-- Start --
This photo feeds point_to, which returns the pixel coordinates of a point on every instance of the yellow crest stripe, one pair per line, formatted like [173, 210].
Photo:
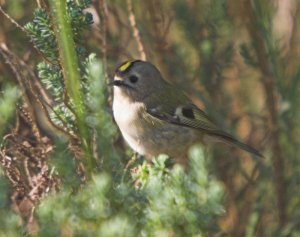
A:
[125, 65]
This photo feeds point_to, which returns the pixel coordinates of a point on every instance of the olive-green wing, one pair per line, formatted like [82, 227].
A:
[189, 115]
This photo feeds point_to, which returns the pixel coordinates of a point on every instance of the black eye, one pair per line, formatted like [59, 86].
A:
[133, 79]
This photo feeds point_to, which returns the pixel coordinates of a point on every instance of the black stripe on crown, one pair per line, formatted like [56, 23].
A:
[125, 66]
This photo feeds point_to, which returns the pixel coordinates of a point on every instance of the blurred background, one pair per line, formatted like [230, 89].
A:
[238, 60]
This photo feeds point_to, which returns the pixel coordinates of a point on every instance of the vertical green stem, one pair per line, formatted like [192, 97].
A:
[70, 67]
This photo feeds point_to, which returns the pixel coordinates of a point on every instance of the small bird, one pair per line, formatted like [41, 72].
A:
[156, 118]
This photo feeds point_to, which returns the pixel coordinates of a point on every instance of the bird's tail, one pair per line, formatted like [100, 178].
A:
[221, 136]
-- End --
__What you will do__: Print the complete listing exactly as it stands, without its pictures.

__Written response__:
This photo feeds point_to, which returns the pixel coordinates of a point on every instance of the yellow crest stripe, one pair per line, formatted like [173, 210].
Photo:
A:
[125, 65]
This photo feeds point_to, which returns the pixel coordinates of a point on every instance of the olive-green wing, one pair per line, formatted like [82, 227].
A:
[189, 115]
This photo feeds point_to, which returns the pixel coordinates of a point on every instance of the black eye, one pair per line, formatted like [59, 86].
A:
[133, 79]
This photo feeds point_to, which returns the pixel coordinates of a point on every instance of the black stripe on crown, one pair per line, formatted like [56, 23].
A:
[125, 66]
This photo feeds point_to, which returns the pixel coordinates of a point on every instance of the blurred background, one pair per line, formatted like [230, 89].
A:
[238, 60]
This photo feeds point_to, which returns the pixel coordinates of a point on every instance of the vertical green stem, one pair per line, formatted like [192, 97].
A:
[70, 67]
This photo feeds point_to, which returns the pixel coordinates of a point on every instance of the small bird, one pair per line, formatted like [41, 72].
A:
[156, 118]
This photo feeds point_to, which returns the pixel coordinates of a point on every instance of the bird's tail, one pair per line, formatted like [100, 178].
A:
[221, 136]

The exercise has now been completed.